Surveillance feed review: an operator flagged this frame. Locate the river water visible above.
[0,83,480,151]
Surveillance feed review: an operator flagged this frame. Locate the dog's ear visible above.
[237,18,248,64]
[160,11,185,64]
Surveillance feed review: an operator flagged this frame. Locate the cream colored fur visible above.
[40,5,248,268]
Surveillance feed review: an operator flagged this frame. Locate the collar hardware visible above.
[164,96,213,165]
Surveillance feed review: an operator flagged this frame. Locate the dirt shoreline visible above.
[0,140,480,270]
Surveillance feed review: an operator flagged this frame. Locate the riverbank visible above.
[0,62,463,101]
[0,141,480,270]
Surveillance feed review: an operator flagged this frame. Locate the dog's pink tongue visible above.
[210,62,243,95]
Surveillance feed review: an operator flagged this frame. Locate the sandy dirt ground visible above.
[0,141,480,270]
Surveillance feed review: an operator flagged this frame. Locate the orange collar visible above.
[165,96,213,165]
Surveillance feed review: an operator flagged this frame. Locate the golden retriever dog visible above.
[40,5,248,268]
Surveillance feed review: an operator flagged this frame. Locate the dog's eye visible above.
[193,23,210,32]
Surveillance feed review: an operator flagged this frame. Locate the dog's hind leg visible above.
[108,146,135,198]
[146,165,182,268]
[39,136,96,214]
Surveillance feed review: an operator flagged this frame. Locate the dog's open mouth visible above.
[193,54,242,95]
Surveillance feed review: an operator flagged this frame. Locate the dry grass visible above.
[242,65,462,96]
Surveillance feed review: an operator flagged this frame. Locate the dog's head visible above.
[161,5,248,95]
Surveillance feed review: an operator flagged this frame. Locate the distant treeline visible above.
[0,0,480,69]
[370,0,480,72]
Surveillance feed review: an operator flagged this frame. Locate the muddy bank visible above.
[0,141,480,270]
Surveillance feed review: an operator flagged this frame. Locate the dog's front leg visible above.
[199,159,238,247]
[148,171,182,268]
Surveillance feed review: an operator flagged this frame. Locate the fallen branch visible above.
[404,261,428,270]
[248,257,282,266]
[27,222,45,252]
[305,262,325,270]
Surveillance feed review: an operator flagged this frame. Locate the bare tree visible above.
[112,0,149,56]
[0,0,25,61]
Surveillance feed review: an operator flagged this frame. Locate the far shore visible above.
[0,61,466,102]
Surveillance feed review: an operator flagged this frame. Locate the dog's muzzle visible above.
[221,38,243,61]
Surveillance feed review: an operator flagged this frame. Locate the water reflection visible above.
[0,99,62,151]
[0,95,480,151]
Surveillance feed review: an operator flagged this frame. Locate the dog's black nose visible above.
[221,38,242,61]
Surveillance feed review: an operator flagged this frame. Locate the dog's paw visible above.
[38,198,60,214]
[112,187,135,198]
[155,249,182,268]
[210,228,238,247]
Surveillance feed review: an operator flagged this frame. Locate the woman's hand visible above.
---+---
### [Instruction]
Rewrite all of the lines above as a numbered list, leaving out any blank lines.

### [Completed task]
1. Surveillance feed review: an operator flagged this frame. Locate the river water visible above.
2. [0,83,480,151]
3. Surveillance feed review: an operator flagged this frame. Locate the dog's ear visible above.
4. [237,18,248,64]
5. [160,11,185,64]
6. Surveillance feed review: an operator flagged this frame. Locate the cream colored fur visible above.
7. [40,5,248,268]
8. Surveillance feed review: an operator flagged this frame. Locate the collar hardware visible above.
9. [164,96,213,165]
10. Surveillance feed review: an operator flagged this frame. Locate the dirt shoreline visible above.
11. [0,140,480,270]
12. Surveillance feed review: an operator flagged this frame. Locate the riverbank visible above.
13. [0,62,463,101]
14. [0,141,480,270]
15. Surveillance feed review: an operator flagged this frame. Locate the dog's pink tongue visible above.
16. [210,62,243,95]
17. Surveillance feed review: an operator flagged this frame. Locate the sandy dirt ground visible above.
18. [0,141,480,270]
19. Surveillance feed review: an operator flagged this frame. Locate the orange collar visible above.
20. [165,96,213,165]
21. Surveillance feed review: an operator flagged this frame. Locate the golden retriever dog visible above.
22. [40,5,248,268]
23. Surveillance feed review: an operator flagged this frame. Locate the dog's eye visible above.
24. [193,23,210,32]
25. Surveillance feed review: an operator flagged this frame. Locate the dog's hind leg visible above.
26. [108,146,135,198]
27. [146,165,182,268]
28. [39,136,96,214]
29. Surveillance feed review: an operator flagged this frame. Locate the dog's open mouth visible above.
30. [193,54,242,95]
31. Surveillance feed review: an operator flagged this frame. Locate the dry grass visible above.
32. [242,65,462,96]
33. Surveillance feed review: an operator flagged this frame. Locate the dog's head visible above.
34. [161,5,248,95]
35. Surveillance feed review: an operator flagged this frame. Locate the distant treeline visible above.
36. [0,0,480,69]
37. [370,0,480,72]
38. Surveillance feed review: an operator flagged this frame. Locate the muddy bank visible above.
39. [0,141,480,270]
40. Surveillance feed review: an operator flagged this frame. Locate the dog's front leg visible above.
41. [199,159,238,247]
42. [148,171,182,268]
43. Surveillance feed review: an operator flagged this frame. Locate the fallen branch visible above.
44. [404,261,428,270]
45. [248,257,282,266]
46. [27,222,45,252]
47. [305,262,325,270]
48. Surveillance feed review: an operator flagged this frame. Locate the bare tree visible above.
49. [112,0,149,56]
50. [0,0,25,61]
51. Surveillance feed review: an operator flagged this frame. Locate the far shore visible above.
52. [0,61,466,102]
53. Surveillance feed review: an operator flagged this frame. Locate the dog's muzzle visible above.
54. [221,38,243,61]
55. Surveillance feed review: an operator flagged this frame. Locate the water reflection visible above.
56. [0,99,62,151]
57. [0,95,480,151]
58. Surveillance feed review: an operator flagged this frame. Locate the dog's black nose visible above.
59. [221,38,242,61]
60. Surveillance feed review: an operator flagged this frame. Locate the dog's paw visible above.
61. [38,198,60,214]
62. [112,187,135,198]
63. [155,249,182,268]
64. [210,228,238,247]
65. Surveillance feed review: an operator flagged this frame. Locate the woman's hand visible above.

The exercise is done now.